# Input output (io)

Now we are equipped with all the tools to work with data. 
We can store it in variables, make calculations and perform logical operations. 
There is just one thing missing... the data! 
Rather than manually inputting into a cell in the notebook, we will need to collect the data from an external source. 

There are many data sources out there, we could connect to an API to request some data, connect to a large database or we could simply load data from a local data file. 
All these data sources, no matter their origin will be stored in python data structures, i.e. lists, dictionaries, tuples etc.

## reading files

You will first open a local file. 
Opening file with python is very straightfoward. 
You will use the `open()` function to get the data into the python session. 
The `open()` function takes the file path of where the file is saved as well as the `access_mode` in which we want to read the file. 
In this case we use `r` for the mode as we want to read the data.

◆ ◆ ◆

ASSIGNMENT A - In the input output text, which access mode does the `open()` function use to read the data?
The records that follow have nothing to do with the text above.

SOURCE RECORDS -

◆ ◆ ◆

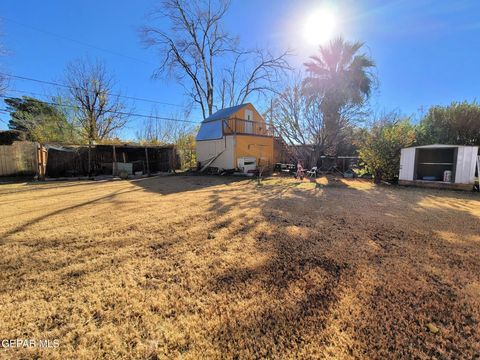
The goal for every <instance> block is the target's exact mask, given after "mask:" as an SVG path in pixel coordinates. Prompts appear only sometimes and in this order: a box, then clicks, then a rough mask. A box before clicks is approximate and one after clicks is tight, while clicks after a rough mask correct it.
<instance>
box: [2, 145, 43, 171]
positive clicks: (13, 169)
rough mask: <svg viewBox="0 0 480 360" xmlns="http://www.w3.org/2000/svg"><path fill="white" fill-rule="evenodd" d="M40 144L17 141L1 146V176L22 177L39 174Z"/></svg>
mask: <svg viewBox="0 0 480 360" xmlns="http://www.w3.org/2000/svg"><path fill="white" fill-rule="evenodd" d="M37 147H38V144H37V143H35V142H29V141H16V142H13V144H12V145H0V176H22V175H34V174H36V173H37Z"/></svg>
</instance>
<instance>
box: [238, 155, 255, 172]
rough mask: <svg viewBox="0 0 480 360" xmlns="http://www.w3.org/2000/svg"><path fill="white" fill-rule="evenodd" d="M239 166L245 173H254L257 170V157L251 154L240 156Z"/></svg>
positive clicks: (241, 171) (238, 165) (238, 159)
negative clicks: (245, 155) (251, 155)
mask: <svg viewBox="0 0 480 360" xmlns="http://www.w3.org/2000/svg"><path fill="white" fill-rule="evenodd" d="M237 167H238V168H239V169H240V171H241V172H243V173H244V174H253V173H254V172H255V170H257V159H256V158H254V157H250V156H245V157H241V158H238V159H237Z"/></svg>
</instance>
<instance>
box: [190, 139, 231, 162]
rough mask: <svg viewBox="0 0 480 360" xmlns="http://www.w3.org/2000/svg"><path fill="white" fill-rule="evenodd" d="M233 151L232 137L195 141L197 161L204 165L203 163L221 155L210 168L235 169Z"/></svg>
mask: <svg viewBox="0 0 480 360" xmlns="http://www.w3.org/2000/svg"><path fill="white" fill-rule="evenodd" d="M234 149H235V143H234V137H233V136H225V137H223V138H222V139H218V140H206V141H197V161H200V162H201V163H205V161H207V160H209V159H211V158H213V157H214V156H217V155H218V154H220V153H222V154H221V155H220V156H219V157H218V158H217V159H216V160H215V161H214V162H213V163H212V164H211V165H210V166H213V167H218V168H219V169H233V168H235V165H234V161H233V158H234ZM222 151H223V152H222Z"/></svg>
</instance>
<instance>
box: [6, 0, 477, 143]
mask: <svg viewBox="0 0 480 360" xmlns="http://www.w3.org/2000/svg"><path fill="white" fill-rule="evenodd" d="M155 3H156V2H155V1H147V0H137V1H126V0H116V1H114V0H102V1H98V0H97V1H93V0H82V1H60V0H45V1H38V0H37V1H36V0H24V1H17V0H3V1H2V2H1V3H0V19H1V20H0V21H1V22H0V29H1V32H2V35H1V37H0V42H1V43H3V46H4V48H5V49H6V50H7V54H6V55H5V56H2V57H1V58H0V71H2V72H7V73H11V74H15V75H20V76H27V77H32V78H37V79H42V80H48V81H60V80H61V79H62V74H63V71H64V68H65V66H66V64H67V63H68V62H70V61H72V60H74V59H76V58H79V57H86V56H88V57H90V58H98V59H101V60H104V61H105V62H106V65H107V67H108V69H109V70H111V71H112V72H113V73H114V75H115V77H116V80H117V85H118V89H119V90H121V91H122V93H124V94H126V95H129V96H134V97H142V98H148V99H152V100H157V101H161V102H166V103H169V104H175V105H177V106H174V105H166V104H164V105H158V111H159V113H160V114H161V115H164V116H175V115H177V116H178V115H179V114H181V112H182V106H183V105H185V103H186V102H187V101H186V99H185V96H184V94H183V90H182V88H181V87H180V86H178V84H176V83H175V82H174V81H167V80H153V79H152V78H151V75H152V73H153V71H154V69H155V65H156V64H158V57H157V55H156V54H155V51H154V50H152V49H146V48H145V47H144V46H143V45H142V43H141V41H140V37H139V35H138V30H139V28H140V27H141V26H142V25H144V24H145V23H146V21H147V20H146V14H147V12H148V11H149V10H151V9H152V7H153V6H154V4H155ZM325 3H326V2H325V1H311V0H297V1H289V0H275V1H266V0H255V1H254V0H243V1H240V0H233V2H232V6H231V8H230V11H229V13H228V16H227V18H226V22H225V26H226V27H227V29H228V30H229V31H230V32H232V33H233V34H236V35H238V36H239V37H240V39H241V42H242V44H243V45H245V46H247V47H268V48H269V49H272V50H277V51H280V50H282V49H286V48H287V47H290V48H291V49H293V50H294V51H295V53H296V55H295V56H294V57H293V58H292V59H291V60H292V64H293V65H294V66H295V67H296V68H298V69H301V68H302V67H303V65H302V64H303V62H305V61H306V60H307V58H308V56H309V55H311V54H314V53H315V50H316V49H315V47H314V46H312V45H309V44H307V43H306V41H305V39H304V36H303V32H302V31H303V25H304V23H305V21H306V19H307V18H308V16H309V14H311V13H312V12H313V11H315V10H316V9H318V8H321V7H323V6H325ZM327 5H328V6H329V7H333V8H334V9H335V13H336V16H337V22H338V25H337V33H338V34H342V35H343V36H344V37H345V38H346V39H347V40H361V41H364V42H365V44H366V45H365V46H366V47H365V51H366V52H367V53H368V54H369V55H370V56H371V57H372V58H373V59H374V60H375V62H376V64H377V73H378V78H379V88H378V90H377V91H376V93H375V94H374V96H373V98H372V106H373V107H374V108H375V109H378V110H380V111H383V110H399V111H401V112H402V113H404V114H407V115H410V114H418V111H419V109H421V108H424V109H426V108H428V107H429V106H431V105H436V104H440V105H442V104H448V103H450V102H451V101H454V100H455V101H462V100H468V101H472V100H475V99H476V98H478V95H479V94H480V68H479V64H480V16H479V14H480V1H477V0H471V1H462V0H451V1H442V0H436V1H433V0H415V1H413V0H410V1H380V0H378V1H374V0H368V1H367V0H363V1H362V0H356V1H354V0H345V1H329V2H328V4H327ZM55 34H56V35H55ZM58 35H60V36H58ZM85 44H89V45H90V46H87V45H85ZM102 49H103V50H102ZM9 89H10V90H9V92H7V94H8V95H16V96H19V95H22V94H21V93H19V92H15V91H31V92H35V93H40V94H46V95H45V96H44V97H43V98H44V99H47V98H48V96H47V95H48V94H52V93H54V92H55V87H52V86H47V85H41V84H36V83H33V82H28V81H20V80H12V81H10V84H9ZM134 106H135V111H136V112H138V113H144V114H149V113H150V111H151V106H152V104H151V103H146V102H136V103H135V105H134ZM0 119H2V120H3V121H5V120H7V119H8V115H6V114H2V115H0ZM192 119H193V120H197V119H198V120H200V117H199V115H198V114H197V113H195V112H194V113H193V114H192ZM139 122H140V120H136V121H133V122H132V123H131V124H130V126H129V128H128V129H126V130H125V131H124V133H123V134H122V135H123V136H124V137H127V138H132V137H133V136H134V134H135V128H136V126H137V125H139ZM5 127H6V125H5V123H0V128H5Z"/></svg>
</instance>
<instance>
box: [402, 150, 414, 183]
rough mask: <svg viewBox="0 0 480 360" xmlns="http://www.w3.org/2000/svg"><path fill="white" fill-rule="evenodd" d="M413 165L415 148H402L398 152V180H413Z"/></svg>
mask: <svg viewBox="0 0 480 360" xmlns="http://www.w3.org/2000/svg"><path fill="white" fill-rule="evenodd" d="M414 167H415V148H405V149H402V151H401V153H400V174H399V176H398V179H399V180H413V169H414Z"/></svg>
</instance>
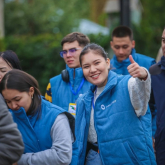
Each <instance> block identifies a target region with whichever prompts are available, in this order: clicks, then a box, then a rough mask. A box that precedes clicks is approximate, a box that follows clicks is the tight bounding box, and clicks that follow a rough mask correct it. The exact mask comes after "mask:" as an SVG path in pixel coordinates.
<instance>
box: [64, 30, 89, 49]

◆ ◆ ◆

ASSIGNMENT B - Update the records from their start through the line that contains "positive clicks: (241, 171)", swapping "rough mask" for "coarse mask" and keeping everything else the same. Leave the pictures out.

ANSWER SPACE A - `r`

ANSWER SPACE B -
The goal for every <instance> block is the target's exact mask, given after "mask:" as an SVG path in pixel coordinates. Prompts appear only sometimes and in this order: a box, then clicks, then a coarse mask. A box before clicks is approximate and one after clicks is tight, while clicks after a coarse mask correct it.
<instance>
box: [2, 145, 43, 171]
positive clicks: (13, 169)
coarse mask: <svg viewBox="0 0 480 360" xmlns="http://www.w3.org/2000/svg"><path fill="white" fill-rule="evenodd" d="M40 144L17 141L1 146V176L22 177L39 174Z"/></svg>
mask: <svg viewBox="0 0 480 360" xmlns="http://www.w3.org/2000/svg"><path fill="white" fill-rule="evenodd" d="M37 147H38V144H37V143H35V142H29V141H16V142H13V144H12V145H0V176H22V175H34V174H36V173H37Z"/></svg>
</instance>
<instance>
box: [238, 155, 255, 172]
coarse mask: <svg viewBox="0 0 480 360" xmlns="http://www.w3.org/2000/svg"><path fill="white" fill-rule="evenodd" d="M239 166L245 173H254L257 170V157L251 154L240 156Z"/></svg>
positive clicks: (241, 171) (238, 165) (238, 159)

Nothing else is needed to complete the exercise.